***** DOCUMENT SEGMENT

The legislature’s Public Health Committee has advanced a bill that would restrict certain private equity practices in Connecticut hospitals, including banning sale-leaseback agreements.
Senate Bill 196, approved 30-2, would prohibit hospitals from selling their land to investors and leasing it back — a financing mechanism critics say can generate short-term cash for owners while saddling hospitals with long-term costs. The measure would also require hospitals to file annual reports with the state Department of Public Health confirming that while a private equity firm may control a hospital’s finances, it does not influence clinical decisions or interfere with providers’ professional judgment.
State Sen. Saud Anwar (D-South Windsor), the committee’s co-chair, said private equity’s past role in Connecticut hospitals “worsened patient outcomes and weakened the resources offered to entire communities,” citing the experience of hospitals previously owned by Prospect Medical Holdings.
Prospect formerly owned Manchester Memorial Hospital, Rockville General Hospital and Waterbury Hospital. Its tenure drew scrutiny from regulators over quality-of-care concerns and financial practices, including a sale-leaseback of hospital properties that generated proceeds for the company before it later entered bankruptcy.
Lawmakers also pointed to national research, including studies from the Harvard T.H. Chan School of Public Health, that found higher rates of complications and infections at hospitals owned by private equity firms.
The proposal still needs approval from the full House, Senate and Gov. Ned Lamont.

**********
***** DATA LISTING

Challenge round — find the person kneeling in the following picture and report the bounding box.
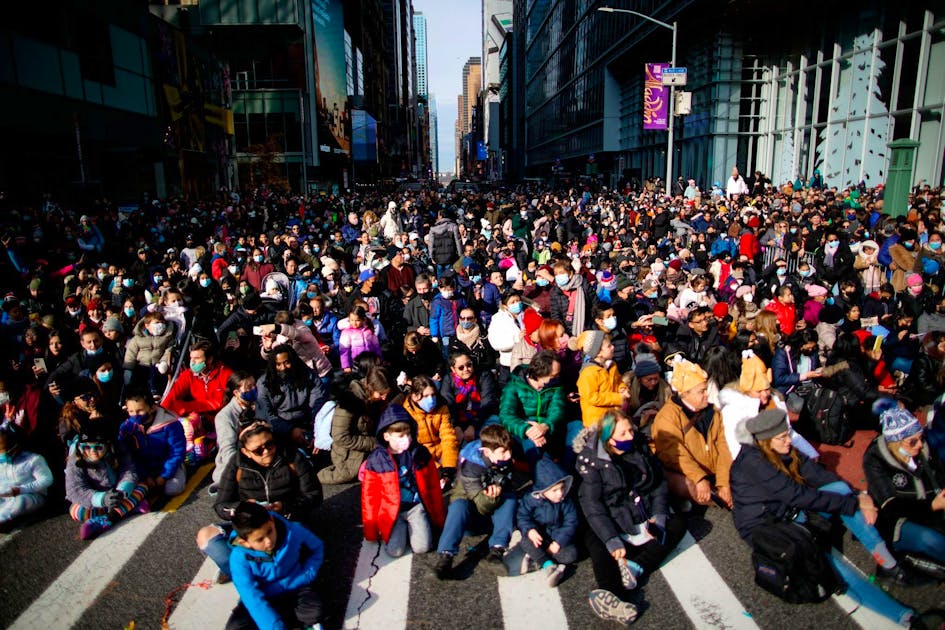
[226,501,325,630]
[361,404,445,558]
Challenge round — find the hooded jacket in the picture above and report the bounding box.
[573,427,669,552]
[230,514,325,630]
[517,456,578,547]
[361,403,455,543]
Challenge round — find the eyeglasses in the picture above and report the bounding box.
[246,440,276,457]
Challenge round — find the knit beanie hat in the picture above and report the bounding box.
[738,350,771,393]
[633,353,660,378]
[671,359,709,394]
[879,407,922,443]
[568,330,605,359]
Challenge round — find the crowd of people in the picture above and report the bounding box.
[0,169,945,628]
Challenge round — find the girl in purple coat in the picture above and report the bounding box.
[338,306,381,372]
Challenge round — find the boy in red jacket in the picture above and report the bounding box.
[361,405,446,558]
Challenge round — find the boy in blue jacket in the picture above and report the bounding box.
[226,501,325,630]
[517,455,578,588]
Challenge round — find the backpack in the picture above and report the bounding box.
[804,387,853,444]
[751,514,843,604]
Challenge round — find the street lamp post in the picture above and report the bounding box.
[597,7,676,195]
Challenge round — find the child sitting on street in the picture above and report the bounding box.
[66,424,151,540]
[226,501,324,630]
[433,424,521,580]
[361,404,445,558]
[517,455,578,588]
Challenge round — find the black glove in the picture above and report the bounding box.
[102,490,125,509]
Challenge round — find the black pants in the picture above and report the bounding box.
[226,584,322,630]
[584,515,686,601]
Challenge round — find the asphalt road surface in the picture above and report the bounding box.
[0,464,945,630]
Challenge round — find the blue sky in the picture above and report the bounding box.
[413,0,482,172]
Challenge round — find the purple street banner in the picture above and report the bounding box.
[643,63,670,129]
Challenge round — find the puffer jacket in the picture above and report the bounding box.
[516,457,578,547]
[573,427,669,551]
[499,366,567,439]
[361,403,448,542]
[122,320,175,370]
[230,514,325,630]
[863,435,945,543]
[732,444,859,544]
[652,397,732,487]
[213,447,322,520]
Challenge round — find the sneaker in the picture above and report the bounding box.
[433,551,453,580]
[79,516,112,540]
[587,588,637,626]
[486,547,509,576]
[617,559,637,591]
[545,564,568,588]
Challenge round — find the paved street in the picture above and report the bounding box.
[0,466,942,630]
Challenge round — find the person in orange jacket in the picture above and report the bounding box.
[361,404,446,558]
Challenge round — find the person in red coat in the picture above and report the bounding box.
[765,284,797,337]
[161,341,233,421]
[361,405,446,558]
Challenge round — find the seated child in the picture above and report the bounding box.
[66,424,151,540]
[517,455,578,588]
[433,424,521,580]
[361,404,445,558]
[0,422,53,527]
[226,501,324,630]
[118,391,187,497]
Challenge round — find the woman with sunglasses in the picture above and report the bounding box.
[66,422,151,540]
[197,420,322,581]
[863,407,945,580]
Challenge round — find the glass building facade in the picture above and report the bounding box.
[523,0,945,191]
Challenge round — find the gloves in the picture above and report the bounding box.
[102,490,125,509]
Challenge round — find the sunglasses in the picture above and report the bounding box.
[246,440,276,457]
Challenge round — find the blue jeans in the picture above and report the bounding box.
[436,495,518,556]
[893,521,945,562]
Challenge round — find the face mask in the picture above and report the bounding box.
[418,396,436,413]
[610,439,633,452]
[387,435,410,454]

**********

* [EXERCISE BRIEF]: List every hospital that the article on the Connecticut hospital bill says Prospect Medical Holdings formerly owned. The lines have no connection to the article on the Connecticut hospital bill.

* [TASK ANSWER]:
Manchester Memorial Hospital
Rockville General Hospital
Waterbury Hospital